# TASKS TO PERFORM
1 – Restate the accounting questions from "Kristen and Jeff" up to and including "statements is TRUE?", substituting "charitable contributions" for "mortgage interest".
2 – Decide whether each statement agrees with the accounting questions. Answer yes or no for each, and quote the words that settle it. (a) Kristen and Jeff file a joint return. (b) Their AGI in 2013 was lower than their AGI in 2012. (c) Their preliminary itemized deductions in 2012 totaled $50,000.
3 – Extend the accounting questions past their last line.

# TEXT
— begin —

Accounting Multiple Choice Questions

Kristen and Jeff are married taxpayers who file a joint return. In 2012, they had AGI of $600,000 and their preliminary itemized deductions totaled $40,000. In 2013, they also had AGI of $600,000 and preliminary itemized deductions of $40,000. In 2012 and 2013 their itemized deductions include mortgage interest. Which of the following is TRUE?

a. When comparing their 2012 and 2013 returns, they will deduct more itemized deductions on their 2013 return
b. When comparing their 2012 and 2013 returns, they will deduct the same amount of itemized deductions on each return
c. When comparing their 2012 and 2013 returns, they will deduct more itemized deductions on their 2012 return
d. They will not deduct any itemized deductions on either their 2012 return or their 2013 return


Which of the following statements is TRUE?

a. Taxpayers usually prefer deductions FROM AGI to deductions FOR AGI
b. The U.S. government always “breaks-even” with regards to alimony payments (i.e., because the reduction in taxes for the spouse paying the alimony will always equal the increase in taxes for the spouse receiving the alimony)

— end —

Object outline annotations
— begin —

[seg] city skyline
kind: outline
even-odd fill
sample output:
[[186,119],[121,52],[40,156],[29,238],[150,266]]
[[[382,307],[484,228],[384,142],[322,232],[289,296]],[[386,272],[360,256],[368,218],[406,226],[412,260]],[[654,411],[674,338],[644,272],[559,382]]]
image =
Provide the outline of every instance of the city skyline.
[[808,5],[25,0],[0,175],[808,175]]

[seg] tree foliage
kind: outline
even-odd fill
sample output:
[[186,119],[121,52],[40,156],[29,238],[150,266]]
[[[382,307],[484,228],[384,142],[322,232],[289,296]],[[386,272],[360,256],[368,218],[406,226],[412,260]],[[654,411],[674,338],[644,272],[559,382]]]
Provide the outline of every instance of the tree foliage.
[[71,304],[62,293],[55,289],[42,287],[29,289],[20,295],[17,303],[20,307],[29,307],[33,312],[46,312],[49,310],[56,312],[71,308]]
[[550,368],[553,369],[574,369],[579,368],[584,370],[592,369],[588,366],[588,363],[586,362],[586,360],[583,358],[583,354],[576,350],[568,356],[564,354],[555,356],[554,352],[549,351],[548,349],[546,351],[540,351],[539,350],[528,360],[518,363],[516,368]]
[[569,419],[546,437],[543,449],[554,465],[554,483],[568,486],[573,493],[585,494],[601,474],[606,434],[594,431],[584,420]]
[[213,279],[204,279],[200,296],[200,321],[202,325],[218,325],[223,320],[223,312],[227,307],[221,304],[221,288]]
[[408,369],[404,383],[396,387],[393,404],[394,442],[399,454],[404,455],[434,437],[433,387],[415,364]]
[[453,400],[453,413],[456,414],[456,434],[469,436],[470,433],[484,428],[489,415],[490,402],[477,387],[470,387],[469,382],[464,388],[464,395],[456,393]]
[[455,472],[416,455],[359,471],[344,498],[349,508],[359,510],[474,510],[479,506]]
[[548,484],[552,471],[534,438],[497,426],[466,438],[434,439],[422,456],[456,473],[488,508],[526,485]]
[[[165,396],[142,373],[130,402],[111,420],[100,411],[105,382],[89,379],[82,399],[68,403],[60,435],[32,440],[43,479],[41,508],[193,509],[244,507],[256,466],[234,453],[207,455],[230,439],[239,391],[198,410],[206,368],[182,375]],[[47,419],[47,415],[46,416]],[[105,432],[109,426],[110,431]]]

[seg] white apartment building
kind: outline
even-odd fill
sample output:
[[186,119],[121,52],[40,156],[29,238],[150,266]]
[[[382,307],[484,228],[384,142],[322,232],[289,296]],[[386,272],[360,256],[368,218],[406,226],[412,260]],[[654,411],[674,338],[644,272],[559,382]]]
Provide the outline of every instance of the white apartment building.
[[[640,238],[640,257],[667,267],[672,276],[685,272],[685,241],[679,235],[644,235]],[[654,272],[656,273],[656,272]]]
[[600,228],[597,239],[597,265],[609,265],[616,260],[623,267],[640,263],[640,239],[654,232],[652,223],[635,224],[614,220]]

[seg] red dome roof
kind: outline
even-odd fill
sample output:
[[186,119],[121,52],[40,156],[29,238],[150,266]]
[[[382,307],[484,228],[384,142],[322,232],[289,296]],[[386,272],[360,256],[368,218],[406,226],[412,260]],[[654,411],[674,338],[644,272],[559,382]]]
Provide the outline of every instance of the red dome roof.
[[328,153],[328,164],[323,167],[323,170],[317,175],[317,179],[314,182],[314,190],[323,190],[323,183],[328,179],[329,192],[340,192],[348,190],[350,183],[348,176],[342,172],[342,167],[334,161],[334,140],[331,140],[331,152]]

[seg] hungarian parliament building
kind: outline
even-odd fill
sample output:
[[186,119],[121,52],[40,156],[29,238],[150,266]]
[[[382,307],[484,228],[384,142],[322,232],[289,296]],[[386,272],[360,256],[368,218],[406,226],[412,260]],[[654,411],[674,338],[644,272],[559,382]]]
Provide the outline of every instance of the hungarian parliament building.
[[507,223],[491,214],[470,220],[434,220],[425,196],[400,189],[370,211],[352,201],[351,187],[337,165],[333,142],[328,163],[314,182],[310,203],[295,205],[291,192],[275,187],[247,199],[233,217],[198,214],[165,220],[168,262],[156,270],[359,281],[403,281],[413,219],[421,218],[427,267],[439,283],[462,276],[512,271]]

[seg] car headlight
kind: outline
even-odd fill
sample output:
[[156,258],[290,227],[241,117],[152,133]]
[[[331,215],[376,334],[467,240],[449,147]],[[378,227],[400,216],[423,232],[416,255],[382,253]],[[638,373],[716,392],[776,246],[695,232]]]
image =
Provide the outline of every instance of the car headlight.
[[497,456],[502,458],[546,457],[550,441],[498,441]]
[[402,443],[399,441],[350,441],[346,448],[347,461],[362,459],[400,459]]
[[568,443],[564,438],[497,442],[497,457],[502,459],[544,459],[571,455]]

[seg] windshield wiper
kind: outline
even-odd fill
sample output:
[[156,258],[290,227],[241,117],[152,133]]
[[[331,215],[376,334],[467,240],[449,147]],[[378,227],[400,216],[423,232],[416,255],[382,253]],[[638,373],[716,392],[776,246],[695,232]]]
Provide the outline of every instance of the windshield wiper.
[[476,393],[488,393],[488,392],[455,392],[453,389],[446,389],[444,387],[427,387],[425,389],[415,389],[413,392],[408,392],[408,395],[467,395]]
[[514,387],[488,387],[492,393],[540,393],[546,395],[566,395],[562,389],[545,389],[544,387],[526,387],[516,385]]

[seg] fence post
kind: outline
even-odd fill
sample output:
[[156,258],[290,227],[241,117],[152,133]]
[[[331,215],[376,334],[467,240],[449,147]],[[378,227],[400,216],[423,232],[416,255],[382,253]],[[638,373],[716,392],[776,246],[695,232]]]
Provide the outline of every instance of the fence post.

— end —

# ANSWERS BELOW
1 –
Kristen and Jeff are married taxpayers who file a joint return. In 2012, they had AGI of $600,000 and their preliminary itemized deductions totaled $40,000. In 2013, they also had AGI of $600,000 and preliminary itemized deductions of $40,000. In 2012 and 2013 their itemized deductions include charitable contributions. Which of the following is TRUE?

a. When comparing their 2012 and 2013 returns, they will deduct more itemized deductions on their 2013 return
b. When comparing their 2012 and 2013 returns, they will deduct the same amount of itemized deductions on each return
c. When comparing their 2012 and 2013 returns, they will deduct more itemized deductions on their 2012 return
d. They will not deduct any itemized deductions on either their 2012 return or their 2013 return


Which of the following statements is TRUE?

2 –
(a) Yes: "Kristen and Jeff are married taxpayers who file a joint return."
(b) No: "In 2013, they also had AGI of $600,000"
(c) No: "their preliminary itemized deductions totaled $40,000"

3 –
c. A dependent’s earned income amount could never impact the size/amount of his/her standard deduction amount
d. The amount of tax-exempt interest received by a taxpayer could impact the amount of his/her Social Security benefits that are subject to taxation

Assume that Tamella received some unique payments in 2013. Which of the following items may Tamella exclude from gross income?

a. $75,000 of punitive damages received from a lawsuit against Big Company, Inc.
b. $500 received from her NCAA basketball pool winnings
c. $10,000 received as a gift from Tamella’s college buddy
d. All of the above

In early 2013, Yenisey received a gift of a home valued at $500,000 (from Yenisey’s Uncle, Moses). Moses also gave Yenisey a $50,000 cash gift. During 2013, Yenisey rented the home to Mellissa. As a result of the lease with Mellissa, Yenisey earned net rental income of $20,000 (for 2013). What amount of income should Yenisey’s 2013 tax return include from these transactions?

a. $570,000
b. $70,000
c. $20,000
d. $0

Johnathan has AGI of $100,000 in 2013. During 2013, Johnathan also had an uninsured personal casualty loss of $25,000 (after the $100 reduction). The personal casualty loss related to an accident that Johnathan had with Pedro. Johnathan carried no collision insurance and Pedro was also an uninsured motorist. Assume Johnathan itemizes deductions in 2013. What is the casualty loss amount that Johnathan may deduct on his return?

a. $25,000
b. $15,000
c. $10,000
d. $0

Refer to the facts in the previous question. However, for purposes of this question assume that Johnathan takes the standard deduction in 2013. What is the casualty loss amount that Johnathan may deduct on his return?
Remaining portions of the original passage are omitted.